[start]

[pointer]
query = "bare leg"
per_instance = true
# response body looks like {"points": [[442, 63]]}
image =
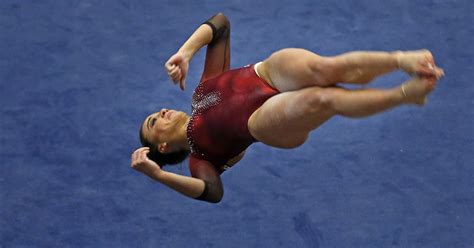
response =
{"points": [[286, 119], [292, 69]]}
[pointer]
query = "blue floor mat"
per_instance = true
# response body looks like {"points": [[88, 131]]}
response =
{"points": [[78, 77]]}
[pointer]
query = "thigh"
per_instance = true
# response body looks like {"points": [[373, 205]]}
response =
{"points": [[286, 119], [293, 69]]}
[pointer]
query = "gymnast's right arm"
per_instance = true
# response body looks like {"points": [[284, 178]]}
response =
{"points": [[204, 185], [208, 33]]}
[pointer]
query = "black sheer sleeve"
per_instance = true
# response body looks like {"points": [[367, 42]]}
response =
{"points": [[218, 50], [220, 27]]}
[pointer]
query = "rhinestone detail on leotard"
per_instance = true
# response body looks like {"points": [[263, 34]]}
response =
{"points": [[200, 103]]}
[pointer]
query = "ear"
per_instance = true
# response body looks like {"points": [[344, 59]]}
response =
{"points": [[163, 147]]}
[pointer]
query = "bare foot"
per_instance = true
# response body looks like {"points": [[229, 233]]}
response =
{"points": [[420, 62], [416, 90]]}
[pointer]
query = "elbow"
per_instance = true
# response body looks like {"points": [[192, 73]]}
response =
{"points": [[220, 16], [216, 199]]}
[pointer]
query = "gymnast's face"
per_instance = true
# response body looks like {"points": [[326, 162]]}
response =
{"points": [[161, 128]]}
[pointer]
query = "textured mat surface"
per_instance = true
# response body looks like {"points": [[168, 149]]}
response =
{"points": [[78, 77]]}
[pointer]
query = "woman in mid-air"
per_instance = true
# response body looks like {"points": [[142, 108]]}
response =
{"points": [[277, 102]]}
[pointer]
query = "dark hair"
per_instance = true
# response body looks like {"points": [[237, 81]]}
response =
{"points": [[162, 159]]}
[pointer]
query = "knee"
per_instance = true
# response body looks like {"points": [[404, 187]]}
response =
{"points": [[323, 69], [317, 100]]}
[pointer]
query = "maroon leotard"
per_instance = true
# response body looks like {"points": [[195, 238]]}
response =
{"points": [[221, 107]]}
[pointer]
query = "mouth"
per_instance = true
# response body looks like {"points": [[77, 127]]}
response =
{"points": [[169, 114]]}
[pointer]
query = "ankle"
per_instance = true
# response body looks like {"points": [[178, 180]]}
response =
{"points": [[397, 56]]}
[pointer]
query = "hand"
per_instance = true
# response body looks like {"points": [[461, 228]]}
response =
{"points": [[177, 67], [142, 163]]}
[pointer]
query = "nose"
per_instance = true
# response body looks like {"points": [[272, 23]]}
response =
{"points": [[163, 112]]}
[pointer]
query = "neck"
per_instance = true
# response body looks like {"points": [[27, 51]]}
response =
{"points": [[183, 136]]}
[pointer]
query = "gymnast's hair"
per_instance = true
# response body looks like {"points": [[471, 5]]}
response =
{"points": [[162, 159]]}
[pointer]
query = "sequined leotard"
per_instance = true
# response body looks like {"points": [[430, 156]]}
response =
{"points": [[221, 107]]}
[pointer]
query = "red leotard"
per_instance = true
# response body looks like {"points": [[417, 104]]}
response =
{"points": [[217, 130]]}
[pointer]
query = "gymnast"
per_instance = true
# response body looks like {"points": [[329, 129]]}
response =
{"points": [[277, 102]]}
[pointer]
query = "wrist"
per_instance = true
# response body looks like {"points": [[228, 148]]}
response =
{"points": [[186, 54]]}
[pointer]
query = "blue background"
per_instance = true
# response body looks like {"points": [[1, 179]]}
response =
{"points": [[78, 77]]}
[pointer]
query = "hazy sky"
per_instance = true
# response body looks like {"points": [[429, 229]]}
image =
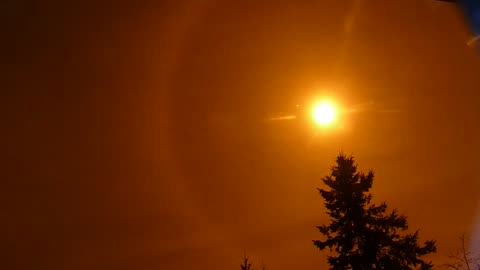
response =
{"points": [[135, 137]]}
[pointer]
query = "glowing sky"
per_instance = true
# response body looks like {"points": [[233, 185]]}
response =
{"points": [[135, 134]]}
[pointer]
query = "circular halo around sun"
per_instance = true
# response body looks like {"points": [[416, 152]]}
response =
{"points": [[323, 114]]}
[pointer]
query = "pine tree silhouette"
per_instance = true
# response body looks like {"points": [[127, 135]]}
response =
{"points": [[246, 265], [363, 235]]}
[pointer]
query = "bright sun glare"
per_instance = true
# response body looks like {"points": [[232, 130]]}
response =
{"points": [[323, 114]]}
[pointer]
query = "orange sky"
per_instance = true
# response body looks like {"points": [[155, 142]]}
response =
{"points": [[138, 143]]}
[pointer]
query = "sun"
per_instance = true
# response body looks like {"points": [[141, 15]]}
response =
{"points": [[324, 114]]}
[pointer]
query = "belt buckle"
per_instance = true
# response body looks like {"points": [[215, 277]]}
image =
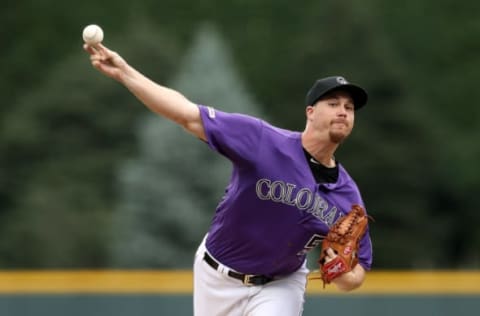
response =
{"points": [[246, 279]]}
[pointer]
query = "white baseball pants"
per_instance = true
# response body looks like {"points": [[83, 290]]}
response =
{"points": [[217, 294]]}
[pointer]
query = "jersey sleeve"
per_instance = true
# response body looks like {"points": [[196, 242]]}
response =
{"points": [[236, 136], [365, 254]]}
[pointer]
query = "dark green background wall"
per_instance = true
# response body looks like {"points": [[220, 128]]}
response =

[end]

_Exercise directions:_ Write out each entry exactly as given, omitting any picture.

_Task solution:_
[pointer]
query = "bare leg"
per_instance = true
# response body looks like {"points": [[442, 63]]}
image =
response =
{"points": [[286, 119], [292, 69]]}
[pointer]
query = "blue floor mat"
per_instance = true
# response body looks like {"points": [[88, 131]]}
response =
{"points": [[78, 77]]}
[pointer]
query = "thigh"
per_instance = true
# response body looks like {"points": [[373, 205]]}
response =
{"points": [[286, 119], [293, 69]]}
[pointer]
query = "gymnast's right arm"
per_instance = true
# response body looks like {"points": [[284, 178]]}
response =
{"points": [[204, 185], [208, 33]]}
[pointer]
query = "black sheer sleeve"
per_instance = true
# response body looks like {"points": [[367, 42]]}
response =
{"points": [[218, 50], [220, 27]]}
[pointer]
query = "rhinestone detail on leotard"
per_instance = true
# response body looks like {"points": [[263, 34]]}
response =
{"points": [[200, 103]]}
[pointer]
query = "ear"
per_instance = true
# response body looks like {"points": [[344, 59]]}
response =
{"points": [[163, 147]]}
[pointer]
query = "bare foot"
per_instance = true
# response body looks like {"points": [[229, 233]]}
response =
{"points": [[420, 62], [416, 90]]}
[pointer]
query = "elbow"
per_instance = true
# response body looks like {"points": [[192, 73]]}
response =
{"points": [[220, 16], [216, 199]]}
[pointer]
query = "gymnast's face"
per_instance = true
# response body looks like {"points": [[326, 162]]}
response =
{"points": [[161, 128]]}
[pointer]
query = "textured mat surface"
per_instance = true
# response body looks like {"points": [[168, 149]]}
response =
{"points": [[78, 77]]}
[pointer]
query = "woman in mid-air"
per_instance = true
# response body looks like {"points": [[142, 108]]}
response =
{"points": [[277, 102]]}
[pointer]
query = "dark hair"
per_instance = true
# response body looks like {"points": [[237, 81]]}
response =
{"points": [[162, 159]]}
[pointer]
query = "knee"
per_instance = true
# response body looks like {"points": [[404, 187]]}
response =
{"points": [[323, 69], [317, 100]]}
[pointer]
query = "maroon leotard"
per_instance = true
# response body looks like {"points": [[195, 238]]}
response =
{"points": [[221, 107]]}
[pointer]
query = "mouth"
per_instance = true
# response body looks like {"points": [[77, 127]]}
response =
{"points": [[169, 114]]}
[pointer]
query = "ankle"
per_instance = true
# response body looks like {"points": [[178, 180]]}
response =
{"points": [[397, 56]]}
[pointer]
query = "hand"
per_instance = true
# response body looks like {"points": [[461, 228]]}
response =
{"points": [[177, 67], [142, 163]]}
[pointer]
query = "nose"
per_instance = true
# response body looks like {"points": [[272, 23]]}
response =
{"points": [[163, 112]]}
[pointer]
query = "neck"
per_instance = true
# response body looks like {"points": [[27, 51]]}
response =
{"points": [[183, 136]]}
[pointer]
query = "gymnast's hair"
per_instance = true
# response body looks like {"points": [[471, 5]]}
response =
{"points": [[162, 159]]}
[pointer]
query = "sequined leotard"
per_instance = true
# response body looks like {"points": [[430, 156]]}
response =
{"points": [[221, 107]]}
[pointer]
query = "red leotard"
per_instance = true
# response body looks like {"points": [[417, 104]]}
response =
{"points": [[217, 130]]}
[pointer]
query = "gymnast"
per_instance = true
# response body looks like {"points": [[329, 129]]}
response =
{"points": [[277, 102]]}
[pointer]
query = "wrist"
per_instance = true
# response body looks like {"points": [[228, 148]]}
response =
{"points": [[186, 54]]}
[pointer]
query = "blue background"
per_instance = true
# response body looks like {"points": [[1, 179]]}
response =
{"points": [[78, 77]]}
[pointer]
query = "hazy sky"
per_instance = true
# response body looks like {"points": [[429, 229]]}
image =
response =
{"points": [[135, 137]]}
[pointer]
query = "glowing sky"
per_instance = true
# response body looks like {"points": [[233, 185]]}
response =
{"points": [[135, 134]]}
[pointer]
query = "circular halo around sun"
per_instance = true
# response body looks like {"points": [[416, 152]]}
response =
{"points": [[323, 114]]}
[pointer]
query = "pine tree silhouette"
per_instance = true
# response body looks like {"points": [[127, 135]]}
response =
{"points": [[246, 265], [363, 235]]}
[pointer]
query = "bright sun glare"
per_instance = true
# response body looks like {"points": [[232, 130]]}
response =
{"points": [[323, 114]]}
[pointer]
query = "orange sky"
per_instance = true
# response body looks like {"points": [[155, 142]]}
response =
{"points": [[138, 143]]}
[pointer]
query = "sun"
per_instance = true
# response body looks like {"points": [[141, 15]]}
response =
{"points": [[324, 114]]}
[pointer]
query = "belt buckle"
per_instance = true
# response body looks like {"points": [[215, 277]]}
image =
response =
{"points": [[246, 279]]}
[pointer]
query = "white baseball pants"
per_instance = true
# response body looks like {"points": [[83, 290]]}
response =
{"points": [[217, 294]]}
[pointer]
query = "jersey sleeve"
per_instance = true
# response body looks like {"points": [[196, 242]]}
response =
{"points": [[236, 136], [365, 254]]}
[pointer]
query = "dark green background wall"
per_instance = true
# response body looks like {"points": [[220, 128]]}
response =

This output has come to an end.